**Exercise description**
Look for the word "list" in the records, and copy each line where it appears.

··········

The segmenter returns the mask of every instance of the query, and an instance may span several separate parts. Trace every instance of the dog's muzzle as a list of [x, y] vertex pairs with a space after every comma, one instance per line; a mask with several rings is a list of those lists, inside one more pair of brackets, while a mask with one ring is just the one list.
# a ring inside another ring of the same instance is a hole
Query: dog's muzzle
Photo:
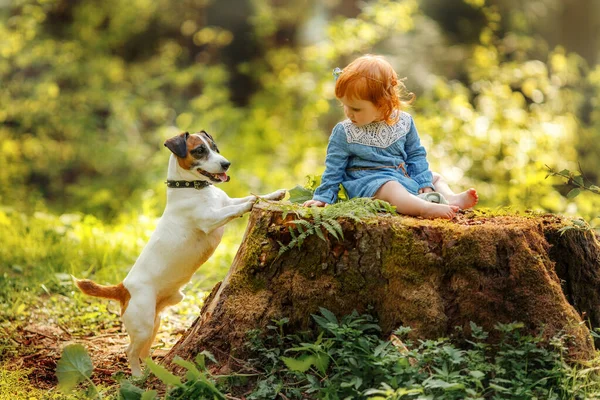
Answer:
[[218, 174], [213, 174], [211, 172], [205, 171], [201, 168], [197, 168], [196, 171], [200, 172], [202, 175], [206, 176], [213, 182], [229, 182], [231, 177], [227, 175], [225, 172], [220, 172]]

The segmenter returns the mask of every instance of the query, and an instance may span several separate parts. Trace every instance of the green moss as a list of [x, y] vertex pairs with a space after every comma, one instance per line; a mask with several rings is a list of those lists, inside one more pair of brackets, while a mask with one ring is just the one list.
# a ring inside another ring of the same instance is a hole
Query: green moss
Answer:
[[234, 260], [232, 266], [239, 268], [239, 270], [232, 274], [229, 290], [233, 292], [239, 290], [256, 292], [265, 288], [266, 280], [259, 271], [268, 266], [266, 262], [261, 262], [261, 255], [273, 253], [269, 243], [265, 242], [268, 227], [268, 218], [257, 218], [255, 224], [247, 228], [241, 245], [243, 248], [240, 248], [238, 255], [236, 255], [236, 258], [238, 256], [242, 258], [241, 260]]
[[398, 224], [391, 228], [393, 236], [387, 243], [390, 247], [383, 253], [384, 277], [401, 276], [407, 284], [422, 284], [435, 264], [432, 258], [423, 256], [428, 253], [427, 243], [409, 228]]

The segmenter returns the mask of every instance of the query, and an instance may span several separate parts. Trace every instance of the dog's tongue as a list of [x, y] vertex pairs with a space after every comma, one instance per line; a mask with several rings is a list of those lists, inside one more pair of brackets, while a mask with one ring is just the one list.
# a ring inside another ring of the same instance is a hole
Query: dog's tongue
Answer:
[[227, 176], [227, 174], [225, 172], [217, 174], [217, 178], [219, 178], [219, 180], [221, 182], [229, 182], [229, 177]]

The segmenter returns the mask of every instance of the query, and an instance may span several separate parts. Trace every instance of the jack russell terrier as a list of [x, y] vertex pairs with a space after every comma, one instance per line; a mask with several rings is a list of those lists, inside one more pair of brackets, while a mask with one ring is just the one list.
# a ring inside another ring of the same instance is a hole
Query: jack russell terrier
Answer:
[[[160, 312], [183, 299], [180, 289], [213, 254], [224, 225], [250, 211], [257, 196], [232, 199], [213, 183], [227, 182], [231, 163], [219, 154], [213, 138], [201, 131], [185, 132], [165, 142], [173, 154], [167, 173], [167, 205], [156, 230], [123, 282], [102, 286], [75, 279], [91, 296], [118, 300], [130, 337], [127, 358], [134, 376], [142, 374], [140, 359], [160, 324]], [[285, 190], [261, 196], [280, 200]]]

··········

**Answer to this problem**
The segmenter returns the mask of every instance of the query, and an instance may span several separate parts. Trace every instance of the dog's muzzle as a list of [x, y] vertex pairs with a space after every comma, one instance per line; a mask with several rings is a list of those lists, inside one more pair of brackets, while a mask with one ring is just the one list.
The segmenter returns the mask of every instance of the query, and an instance may span several separate parts. Trace every instance of the green moss as a list of [x, y] vertex pairs with a space after every comma, one instance per line; a mask with several rings is a list of those lists, inside one more pair of brackets, while a mask with one ring is just the one list.
The segmenter returns the mask of every instance of the query, and an instance may span several separate parts. Trace every instance of the dog's tongue as a list of [x, y] vertex pairs with a space after every comma, one instance per line; a mask with several rings is a list of those lists, inside one more pair of brackets, while a mask with one ring is just the one list.
The segmenter returns the mask of every instance of the query, and an instance may span several separate parts. Trace every instance of the jack russell terrier as a list of [x, y] vertex pairs with a space after every comma, one instance per line; a mask with several rings is a list of those lists, inside one more pair of brackets, while a mask with one ring is just the one list.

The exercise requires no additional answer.